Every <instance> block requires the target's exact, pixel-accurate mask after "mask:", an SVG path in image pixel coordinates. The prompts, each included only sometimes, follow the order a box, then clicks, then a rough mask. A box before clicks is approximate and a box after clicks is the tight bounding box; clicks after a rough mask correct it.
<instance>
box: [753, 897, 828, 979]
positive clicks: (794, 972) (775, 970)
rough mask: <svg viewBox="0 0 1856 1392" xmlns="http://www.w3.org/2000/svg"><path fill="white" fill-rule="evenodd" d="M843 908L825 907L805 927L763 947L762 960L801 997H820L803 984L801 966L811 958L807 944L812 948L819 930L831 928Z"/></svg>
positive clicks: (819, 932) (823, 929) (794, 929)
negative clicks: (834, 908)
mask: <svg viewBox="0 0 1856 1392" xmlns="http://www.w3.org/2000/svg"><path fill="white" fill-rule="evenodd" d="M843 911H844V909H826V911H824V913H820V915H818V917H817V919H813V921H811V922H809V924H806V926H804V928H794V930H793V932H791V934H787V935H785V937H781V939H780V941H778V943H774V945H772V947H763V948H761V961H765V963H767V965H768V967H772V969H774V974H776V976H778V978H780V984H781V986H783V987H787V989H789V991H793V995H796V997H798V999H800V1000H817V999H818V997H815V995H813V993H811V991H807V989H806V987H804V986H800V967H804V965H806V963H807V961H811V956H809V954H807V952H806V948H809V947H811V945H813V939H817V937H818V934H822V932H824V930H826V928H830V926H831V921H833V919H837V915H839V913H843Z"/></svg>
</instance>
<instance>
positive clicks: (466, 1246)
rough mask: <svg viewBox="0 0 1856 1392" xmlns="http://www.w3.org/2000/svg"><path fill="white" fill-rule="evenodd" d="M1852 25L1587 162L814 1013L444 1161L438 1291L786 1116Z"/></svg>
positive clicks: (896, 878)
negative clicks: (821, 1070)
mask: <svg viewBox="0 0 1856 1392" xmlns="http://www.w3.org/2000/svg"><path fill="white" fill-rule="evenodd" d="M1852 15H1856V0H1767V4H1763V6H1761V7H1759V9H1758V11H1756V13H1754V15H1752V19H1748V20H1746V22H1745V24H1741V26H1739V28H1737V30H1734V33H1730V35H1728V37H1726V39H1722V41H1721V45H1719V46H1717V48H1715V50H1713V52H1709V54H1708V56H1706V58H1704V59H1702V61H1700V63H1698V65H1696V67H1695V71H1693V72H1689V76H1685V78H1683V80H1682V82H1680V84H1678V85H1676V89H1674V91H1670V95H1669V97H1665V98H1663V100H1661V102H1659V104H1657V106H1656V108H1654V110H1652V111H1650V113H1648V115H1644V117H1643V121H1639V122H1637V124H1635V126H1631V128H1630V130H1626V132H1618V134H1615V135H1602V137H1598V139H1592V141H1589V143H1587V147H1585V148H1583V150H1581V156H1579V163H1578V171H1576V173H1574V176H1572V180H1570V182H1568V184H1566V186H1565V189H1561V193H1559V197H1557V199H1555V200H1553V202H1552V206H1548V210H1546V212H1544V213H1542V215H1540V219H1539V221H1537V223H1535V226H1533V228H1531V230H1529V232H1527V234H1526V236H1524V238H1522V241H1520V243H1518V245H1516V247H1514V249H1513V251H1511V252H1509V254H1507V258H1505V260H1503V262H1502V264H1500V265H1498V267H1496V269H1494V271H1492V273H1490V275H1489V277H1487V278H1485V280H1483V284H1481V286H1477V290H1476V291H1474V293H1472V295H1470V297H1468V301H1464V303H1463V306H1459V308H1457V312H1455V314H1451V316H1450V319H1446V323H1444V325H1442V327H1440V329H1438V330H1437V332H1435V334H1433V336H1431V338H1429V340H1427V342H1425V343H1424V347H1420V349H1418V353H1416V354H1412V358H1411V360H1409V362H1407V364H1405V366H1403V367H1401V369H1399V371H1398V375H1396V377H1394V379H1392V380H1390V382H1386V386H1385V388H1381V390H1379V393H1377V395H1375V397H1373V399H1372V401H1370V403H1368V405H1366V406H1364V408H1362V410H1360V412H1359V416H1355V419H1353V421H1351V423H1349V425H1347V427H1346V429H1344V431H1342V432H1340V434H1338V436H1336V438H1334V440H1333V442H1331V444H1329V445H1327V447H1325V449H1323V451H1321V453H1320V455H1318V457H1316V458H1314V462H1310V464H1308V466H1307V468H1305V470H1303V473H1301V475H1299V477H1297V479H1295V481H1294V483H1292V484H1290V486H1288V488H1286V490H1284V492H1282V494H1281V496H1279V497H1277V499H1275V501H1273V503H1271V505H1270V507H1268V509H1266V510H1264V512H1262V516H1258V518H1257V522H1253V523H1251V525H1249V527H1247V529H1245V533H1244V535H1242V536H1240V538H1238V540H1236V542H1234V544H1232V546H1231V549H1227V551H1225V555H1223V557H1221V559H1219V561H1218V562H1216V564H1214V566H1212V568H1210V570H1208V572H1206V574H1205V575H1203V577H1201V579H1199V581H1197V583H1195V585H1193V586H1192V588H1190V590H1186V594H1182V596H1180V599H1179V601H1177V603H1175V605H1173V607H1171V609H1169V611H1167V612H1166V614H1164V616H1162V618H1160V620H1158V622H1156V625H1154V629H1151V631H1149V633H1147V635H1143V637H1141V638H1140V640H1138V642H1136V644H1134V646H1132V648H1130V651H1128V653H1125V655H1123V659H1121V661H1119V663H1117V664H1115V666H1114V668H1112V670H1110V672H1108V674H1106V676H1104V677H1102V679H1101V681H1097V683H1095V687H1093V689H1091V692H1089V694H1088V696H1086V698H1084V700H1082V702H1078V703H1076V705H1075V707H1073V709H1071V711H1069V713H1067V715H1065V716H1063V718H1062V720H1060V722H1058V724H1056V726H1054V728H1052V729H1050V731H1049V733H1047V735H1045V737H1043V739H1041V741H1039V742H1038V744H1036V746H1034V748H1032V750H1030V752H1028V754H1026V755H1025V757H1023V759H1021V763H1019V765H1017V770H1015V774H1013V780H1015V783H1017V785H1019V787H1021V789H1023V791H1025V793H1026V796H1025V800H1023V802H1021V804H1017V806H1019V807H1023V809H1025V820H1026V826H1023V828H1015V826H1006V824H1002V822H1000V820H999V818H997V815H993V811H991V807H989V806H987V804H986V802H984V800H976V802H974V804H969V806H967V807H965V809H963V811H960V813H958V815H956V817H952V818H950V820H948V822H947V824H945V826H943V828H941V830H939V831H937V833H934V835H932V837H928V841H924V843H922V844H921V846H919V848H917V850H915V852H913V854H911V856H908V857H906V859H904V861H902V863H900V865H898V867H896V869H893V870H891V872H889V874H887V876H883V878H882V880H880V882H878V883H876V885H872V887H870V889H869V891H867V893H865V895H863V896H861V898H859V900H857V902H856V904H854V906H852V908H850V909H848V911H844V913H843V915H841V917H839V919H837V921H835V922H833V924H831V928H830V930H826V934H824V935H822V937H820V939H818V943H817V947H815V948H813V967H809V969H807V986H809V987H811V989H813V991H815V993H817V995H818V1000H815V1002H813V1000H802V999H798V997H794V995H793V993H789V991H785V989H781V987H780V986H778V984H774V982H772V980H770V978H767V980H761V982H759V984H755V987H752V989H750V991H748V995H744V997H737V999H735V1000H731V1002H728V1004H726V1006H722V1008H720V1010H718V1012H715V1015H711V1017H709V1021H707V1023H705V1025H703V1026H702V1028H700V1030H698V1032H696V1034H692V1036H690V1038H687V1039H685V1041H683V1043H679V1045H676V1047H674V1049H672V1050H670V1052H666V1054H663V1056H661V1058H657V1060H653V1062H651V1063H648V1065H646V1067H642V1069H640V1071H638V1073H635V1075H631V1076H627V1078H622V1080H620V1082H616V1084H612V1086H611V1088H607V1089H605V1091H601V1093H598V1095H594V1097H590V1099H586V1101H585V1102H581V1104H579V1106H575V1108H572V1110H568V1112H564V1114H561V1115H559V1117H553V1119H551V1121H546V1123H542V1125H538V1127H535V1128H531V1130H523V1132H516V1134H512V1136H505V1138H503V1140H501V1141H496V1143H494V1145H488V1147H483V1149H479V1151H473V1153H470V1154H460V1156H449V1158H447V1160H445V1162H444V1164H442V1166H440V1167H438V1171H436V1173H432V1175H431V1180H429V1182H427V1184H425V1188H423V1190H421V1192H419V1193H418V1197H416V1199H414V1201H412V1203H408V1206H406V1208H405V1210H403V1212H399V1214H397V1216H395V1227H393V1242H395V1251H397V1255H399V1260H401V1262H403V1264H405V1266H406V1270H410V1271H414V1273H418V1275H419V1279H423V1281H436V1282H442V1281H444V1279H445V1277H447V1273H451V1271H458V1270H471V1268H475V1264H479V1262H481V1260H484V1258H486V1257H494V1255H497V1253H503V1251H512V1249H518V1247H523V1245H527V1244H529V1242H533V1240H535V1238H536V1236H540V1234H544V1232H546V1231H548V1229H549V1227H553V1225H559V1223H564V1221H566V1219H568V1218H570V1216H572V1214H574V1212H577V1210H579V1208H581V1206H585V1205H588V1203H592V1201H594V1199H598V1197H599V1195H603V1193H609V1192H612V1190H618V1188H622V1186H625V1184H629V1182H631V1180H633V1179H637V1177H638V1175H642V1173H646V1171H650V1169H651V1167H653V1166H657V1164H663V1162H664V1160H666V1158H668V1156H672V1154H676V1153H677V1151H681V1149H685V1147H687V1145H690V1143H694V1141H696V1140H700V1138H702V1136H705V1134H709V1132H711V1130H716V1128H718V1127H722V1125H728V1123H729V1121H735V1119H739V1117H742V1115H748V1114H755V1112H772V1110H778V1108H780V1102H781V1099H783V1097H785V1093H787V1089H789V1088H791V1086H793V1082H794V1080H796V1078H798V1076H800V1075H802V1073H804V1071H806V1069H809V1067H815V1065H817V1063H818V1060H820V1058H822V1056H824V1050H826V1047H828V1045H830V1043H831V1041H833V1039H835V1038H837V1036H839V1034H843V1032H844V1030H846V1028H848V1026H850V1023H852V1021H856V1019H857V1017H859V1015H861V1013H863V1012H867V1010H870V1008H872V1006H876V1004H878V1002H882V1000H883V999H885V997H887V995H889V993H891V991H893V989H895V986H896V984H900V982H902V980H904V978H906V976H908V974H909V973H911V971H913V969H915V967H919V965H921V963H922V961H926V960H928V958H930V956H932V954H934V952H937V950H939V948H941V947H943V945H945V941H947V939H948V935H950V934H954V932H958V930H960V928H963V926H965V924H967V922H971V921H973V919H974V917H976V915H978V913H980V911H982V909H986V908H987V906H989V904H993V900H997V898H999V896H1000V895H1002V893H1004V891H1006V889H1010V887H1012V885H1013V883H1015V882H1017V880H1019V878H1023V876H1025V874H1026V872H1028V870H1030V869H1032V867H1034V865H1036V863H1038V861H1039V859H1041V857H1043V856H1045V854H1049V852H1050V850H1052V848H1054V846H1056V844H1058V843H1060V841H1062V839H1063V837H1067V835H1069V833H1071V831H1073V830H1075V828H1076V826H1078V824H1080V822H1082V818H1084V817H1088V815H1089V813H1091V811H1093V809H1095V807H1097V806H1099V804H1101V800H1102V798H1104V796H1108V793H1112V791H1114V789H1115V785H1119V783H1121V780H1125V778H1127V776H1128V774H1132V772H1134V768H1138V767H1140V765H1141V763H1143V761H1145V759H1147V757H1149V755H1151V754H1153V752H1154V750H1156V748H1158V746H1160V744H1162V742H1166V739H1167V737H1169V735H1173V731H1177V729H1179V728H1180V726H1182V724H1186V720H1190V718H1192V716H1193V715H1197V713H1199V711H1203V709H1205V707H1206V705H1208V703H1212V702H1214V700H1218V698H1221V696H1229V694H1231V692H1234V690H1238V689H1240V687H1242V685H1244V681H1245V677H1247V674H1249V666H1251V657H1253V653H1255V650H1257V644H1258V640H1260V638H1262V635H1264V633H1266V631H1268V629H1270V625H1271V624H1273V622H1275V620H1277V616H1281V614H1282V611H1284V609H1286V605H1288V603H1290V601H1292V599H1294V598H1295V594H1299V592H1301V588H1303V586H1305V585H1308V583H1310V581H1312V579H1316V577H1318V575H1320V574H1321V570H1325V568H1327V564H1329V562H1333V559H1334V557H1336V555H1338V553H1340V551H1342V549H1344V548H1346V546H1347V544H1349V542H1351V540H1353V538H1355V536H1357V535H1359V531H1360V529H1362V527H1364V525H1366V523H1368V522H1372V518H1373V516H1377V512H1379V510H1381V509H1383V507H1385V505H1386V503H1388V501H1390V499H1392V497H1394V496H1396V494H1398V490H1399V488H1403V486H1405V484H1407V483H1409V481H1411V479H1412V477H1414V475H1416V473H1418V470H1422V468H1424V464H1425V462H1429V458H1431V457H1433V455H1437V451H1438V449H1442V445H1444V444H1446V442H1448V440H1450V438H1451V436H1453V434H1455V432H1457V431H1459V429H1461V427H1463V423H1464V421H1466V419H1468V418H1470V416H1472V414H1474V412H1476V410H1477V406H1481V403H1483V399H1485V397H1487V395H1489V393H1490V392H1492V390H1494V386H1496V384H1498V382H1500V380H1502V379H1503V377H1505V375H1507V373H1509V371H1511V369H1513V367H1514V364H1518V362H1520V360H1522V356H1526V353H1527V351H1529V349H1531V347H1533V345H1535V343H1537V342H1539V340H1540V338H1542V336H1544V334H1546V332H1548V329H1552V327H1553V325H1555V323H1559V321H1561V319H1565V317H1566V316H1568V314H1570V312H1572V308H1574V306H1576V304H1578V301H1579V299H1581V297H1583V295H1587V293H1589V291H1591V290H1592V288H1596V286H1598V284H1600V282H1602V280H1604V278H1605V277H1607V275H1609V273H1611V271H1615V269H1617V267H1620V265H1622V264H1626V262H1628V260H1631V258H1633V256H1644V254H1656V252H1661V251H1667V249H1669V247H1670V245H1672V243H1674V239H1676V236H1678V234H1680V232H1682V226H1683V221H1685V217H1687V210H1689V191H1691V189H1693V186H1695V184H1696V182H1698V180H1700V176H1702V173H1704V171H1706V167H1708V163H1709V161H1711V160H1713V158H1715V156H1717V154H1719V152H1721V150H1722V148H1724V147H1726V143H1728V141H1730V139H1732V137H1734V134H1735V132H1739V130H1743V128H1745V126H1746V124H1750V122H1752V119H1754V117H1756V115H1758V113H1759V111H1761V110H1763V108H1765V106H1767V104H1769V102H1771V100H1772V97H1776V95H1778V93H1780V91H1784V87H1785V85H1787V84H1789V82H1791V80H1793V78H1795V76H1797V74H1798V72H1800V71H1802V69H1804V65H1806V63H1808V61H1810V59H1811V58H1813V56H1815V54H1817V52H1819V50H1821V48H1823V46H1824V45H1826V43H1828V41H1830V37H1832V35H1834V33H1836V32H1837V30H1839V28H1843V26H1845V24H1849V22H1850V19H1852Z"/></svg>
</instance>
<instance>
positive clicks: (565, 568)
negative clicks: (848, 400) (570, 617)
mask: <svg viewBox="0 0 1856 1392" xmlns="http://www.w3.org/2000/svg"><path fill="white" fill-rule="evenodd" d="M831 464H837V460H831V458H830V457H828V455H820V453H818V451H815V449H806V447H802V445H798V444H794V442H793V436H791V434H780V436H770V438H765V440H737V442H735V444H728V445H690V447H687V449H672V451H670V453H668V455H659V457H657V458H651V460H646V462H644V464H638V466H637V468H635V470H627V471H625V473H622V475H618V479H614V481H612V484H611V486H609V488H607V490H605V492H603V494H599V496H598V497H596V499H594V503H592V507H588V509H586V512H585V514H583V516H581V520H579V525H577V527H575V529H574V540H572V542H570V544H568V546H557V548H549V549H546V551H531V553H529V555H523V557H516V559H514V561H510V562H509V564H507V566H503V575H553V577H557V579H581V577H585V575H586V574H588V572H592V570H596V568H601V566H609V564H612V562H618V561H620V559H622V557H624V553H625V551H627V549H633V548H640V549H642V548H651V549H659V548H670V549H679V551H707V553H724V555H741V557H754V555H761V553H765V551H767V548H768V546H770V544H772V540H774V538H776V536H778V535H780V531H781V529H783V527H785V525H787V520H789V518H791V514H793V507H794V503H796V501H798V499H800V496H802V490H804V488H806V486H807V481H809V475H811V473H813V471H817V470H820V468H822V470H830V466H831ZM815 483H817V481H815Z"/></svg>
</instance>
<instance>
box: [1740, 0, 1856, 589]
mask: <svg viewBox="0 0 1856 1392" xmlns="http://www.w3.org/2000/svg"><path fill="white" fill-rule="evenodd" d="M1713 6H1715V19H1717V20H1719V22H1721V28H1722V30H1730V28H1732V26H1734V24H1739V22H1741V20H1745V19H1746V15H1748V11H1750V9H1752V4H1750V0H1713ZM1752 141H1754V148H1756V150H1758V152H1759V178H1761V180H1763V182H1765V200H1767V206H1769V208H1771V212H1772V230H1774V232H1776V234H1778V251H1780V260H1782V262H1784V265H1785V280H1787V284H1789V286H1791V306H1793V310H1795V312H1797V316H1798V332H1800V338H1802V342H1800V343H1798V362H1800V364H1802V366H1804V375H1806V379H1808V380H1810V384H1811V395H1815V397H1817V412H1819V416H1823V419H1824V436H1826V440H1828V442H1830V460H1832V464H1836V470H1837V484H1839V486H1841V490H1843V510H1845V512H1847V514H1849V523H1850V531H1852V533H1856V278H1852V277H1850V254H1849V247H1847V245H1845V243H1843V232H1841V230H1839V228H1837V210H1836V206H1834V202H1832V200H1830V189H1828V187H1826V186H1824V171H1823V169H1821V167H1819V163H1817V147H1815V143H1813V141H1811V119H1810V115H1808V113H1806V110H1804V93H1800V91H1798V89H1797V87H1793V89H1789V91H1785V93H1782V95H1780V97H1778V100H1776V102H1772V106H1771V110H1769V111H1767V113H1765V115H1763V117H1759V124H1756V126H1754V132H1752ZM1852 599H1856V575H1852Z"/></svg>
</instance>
——
— EXERCISE GOAL —
Reproduce the lines verbatim, starting at the first line and ending at the line containing "positive clicks: (794, 972) (775, 970)", both included.

— REPLY TO THE EXERCISE —
Every <instance> block requires the target's exact, pixel-accurate mask after "mask:", an SVG path in image pixel coordinates. The prompts, each included only sometimes, follow the order a box, then clicks, then a rough mask. A box before clicks is approximate and a box after clicks is the tight bounding box; clicks after a rough mask correct it.
<instance>
box: [753, 897, 828, 979]
positive clicks: (794, 972) (775, 970)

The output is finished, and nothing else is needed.